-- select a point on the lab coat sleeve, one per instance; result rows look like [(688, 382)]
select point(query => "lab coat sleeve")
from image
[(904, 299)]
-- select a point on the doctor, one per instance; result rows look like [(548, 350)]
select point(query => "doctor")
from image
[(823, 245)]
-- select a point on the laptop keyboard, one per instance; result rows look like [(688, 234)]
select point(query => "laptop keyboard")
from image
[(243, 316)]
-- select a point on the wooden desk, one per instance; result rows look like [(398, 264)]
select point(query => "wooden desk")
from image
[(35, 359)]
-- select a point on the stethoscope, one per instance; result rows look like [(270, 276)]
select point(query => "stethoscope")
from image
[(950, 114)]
▬▬▬▬▬▬
EXERCISE REQUIREMENTS:
Output every line of the items above as a Markdown table with the columns Row and Line. Number the lines in order and omit any blank ones.

COMPLETED EXERCISE:
| Row | Line |
|---|---|
| 1 | -- select a point on the lab coat sleeve, one per instance; result rows look like [(688, 382)] |
| 2 | select point(query => "lab coat sleeve") |
| 3 | from image |
| 4 | [(904, 299)] |
| 5 | -- select a point on the doctor, one per instance; result rows look like [(548, 350)] |
| 6 | select point(query => "doctor") |
| 7 | from image |
| 8 | [(823, 245)] |
| 9 | -- select a point on the laptop keyboard, one per instance; result rows look like [(688, 234)] |
| 10 | select point(query => "laptop keyboard") |
| 11 | from image |
| 12 | [(243, 316)] |
| 13 | -- select a point on the wooden desk, one per instance; result rows look like [(398, 264)] |
| 14 | select point(query => "wooden desk") |
| 15 | from image |
| 16 | [(35, 359)] |
| 17 | -- select a point on the stethoscope, one per instance; result rows look like [(270, 276)] |
| 18 | select point(query => "stethoscope") |
| 19 | from image |
| 20 | [(950, 114)] |